In 2018, Tim Hecker released his ninth studio album, Konoyo. He traveled to Japan and recorded with what's called a gagaku ensemble. Therefore, Japanese influence can be heard on the record. A year later, he released Anoyo, recorded from the same sessions. It is more or less the sister album to Konoyo. They are closely related, but different in some key ways.
Tim Hecker is an ambient musician. He fiddles a lot with electronic noises to create visceral atmospheres. Konoyo and Anoyo are examples.
In terms of Konoyo, I love that album nearly as much as Anoyo. But not quite. I'm talking about Anoyo here because it is especially amazing to me. And because I have a lot more to say about it.
This is my favorite cover art for any album. It depicts Earth as a cube, which is interesting and abstract on its own. But then there is the massive, black space surrounding it. Black space isn't anything new, but when it surrounds an object we know to be so massive compared to us, it seems all the more enormous. And it being a cube gives the music a feeling of being in a foreign, strange world not quite like our own.
Adjective dump time: Empty. Bleak. Lonely. Melancholy. Spacious. Dark.
This is highlighted when put alongside Konoyo. Konoyo's sound can be described as these things, but it is generally much more forceful, defined, and intense. Anoyo directly contrasts this by being more reserved, loose, and quiet.
So, it's not a surprise that I like it more. I'm very much into this sort of dark dreariness. Not where you are crushed by the weight of the darkness in fear, but where you accept it as you slowly fade away.

-=-=-

Written request A: In the review of Tim Hecker's albums, what kind of ensemble did he record with in Japan?
Written request B: Print the part of the review of Tim Hecker's albums starting at "This is my favorite" and ending at "loose, and quiet.".

-=-=-

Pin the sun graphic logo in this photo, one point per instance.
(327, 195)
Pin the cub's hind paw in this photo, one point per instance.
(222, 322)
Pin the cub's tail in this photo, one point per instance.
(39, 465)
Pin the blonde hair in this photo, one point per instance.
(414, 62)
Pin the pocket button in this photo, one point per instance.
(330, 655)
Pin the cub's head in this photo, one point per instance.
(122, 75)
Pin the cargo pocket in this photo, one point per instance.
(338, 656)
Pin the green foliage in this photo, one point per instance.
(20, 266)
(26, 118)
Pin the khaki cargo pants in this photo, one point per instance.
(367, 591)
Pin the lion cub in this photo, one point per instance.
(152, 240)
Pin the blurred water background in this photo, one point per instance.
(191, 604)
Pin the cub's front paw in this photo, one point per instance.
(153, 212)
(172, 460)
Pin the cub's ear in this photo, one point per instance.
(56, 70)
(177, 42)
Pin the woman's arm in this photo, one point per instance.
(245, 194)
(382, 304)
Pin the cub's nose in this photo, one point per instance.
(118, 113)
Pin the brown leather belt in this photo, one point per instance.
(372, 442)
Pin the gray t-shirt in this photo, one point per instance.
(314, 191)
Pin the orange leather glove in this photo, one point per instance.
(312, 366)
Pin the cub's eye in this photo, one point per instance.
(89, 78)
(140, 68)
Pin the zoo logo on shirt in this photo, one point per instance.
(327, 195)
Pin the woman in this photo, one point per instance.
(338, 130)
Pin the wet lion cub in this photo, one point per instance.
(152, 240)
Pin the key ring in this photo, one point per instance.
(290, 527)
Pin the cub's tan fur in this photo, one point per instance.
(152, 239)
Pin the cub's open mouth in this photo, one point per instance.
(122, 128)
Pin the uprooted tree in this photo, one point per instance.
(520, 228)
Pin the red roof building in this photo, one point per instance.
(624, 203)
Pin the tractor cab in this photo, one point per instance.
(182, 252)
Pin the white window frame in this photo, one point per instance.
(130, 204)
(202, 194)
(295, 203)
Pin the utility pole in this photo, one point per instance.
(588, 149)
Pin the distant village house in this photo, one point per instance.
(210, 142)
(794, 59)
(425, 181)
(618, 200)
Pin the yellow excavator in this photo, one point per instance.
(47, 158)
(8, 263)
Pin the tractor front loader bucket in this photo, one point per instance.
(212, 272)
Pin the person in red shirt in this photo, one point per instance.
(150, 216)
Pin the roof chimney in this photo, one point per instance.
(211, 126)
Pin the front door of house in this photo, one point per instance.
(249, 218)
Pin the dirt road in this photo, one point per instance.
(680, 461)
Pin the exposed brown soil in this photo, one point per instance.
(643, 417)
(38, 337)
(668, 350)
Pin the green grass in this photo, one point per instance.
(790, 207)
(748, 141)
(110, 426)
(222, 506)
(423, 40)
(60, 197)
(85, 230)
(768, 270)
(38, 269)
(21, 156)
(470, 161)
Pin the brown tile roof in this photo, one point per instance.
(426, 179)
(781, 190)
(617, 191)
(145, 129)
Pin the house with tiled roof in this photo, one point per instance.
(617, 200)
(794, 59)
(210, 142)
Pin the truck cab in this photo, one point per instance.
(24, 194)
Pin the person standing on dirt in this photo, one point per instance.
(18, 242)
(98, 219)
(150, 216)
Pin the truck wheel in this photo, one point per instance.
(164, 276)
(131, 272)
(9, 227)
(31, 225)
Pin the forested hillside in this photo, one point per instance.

-=-=-

Exercise result A: A gagaku ensemble.

Exercise result B:
This is my favorite cover art for any album. It depicts Earth as a cube, which is interesting and abstract on its own. But then there is the massive, black space surrounding it. Black space isn't anything new, but when it surrounds an object we know to be so massive compared to us, it seems all the more enormous. And it being a cube gives the music a feeling of being in a foreign, strange world not quite like our own.
Adjective dump time: Empty. Bleak. Lonely. Melancholy. Spacious. Dark.
This is highlighted when put alongside Konoyo. Konoyo's sound can be described as these things, but it is generally much more forceful, defined, and intense. Anoyo directly contrasts this by being more reserved, loose, and quiet.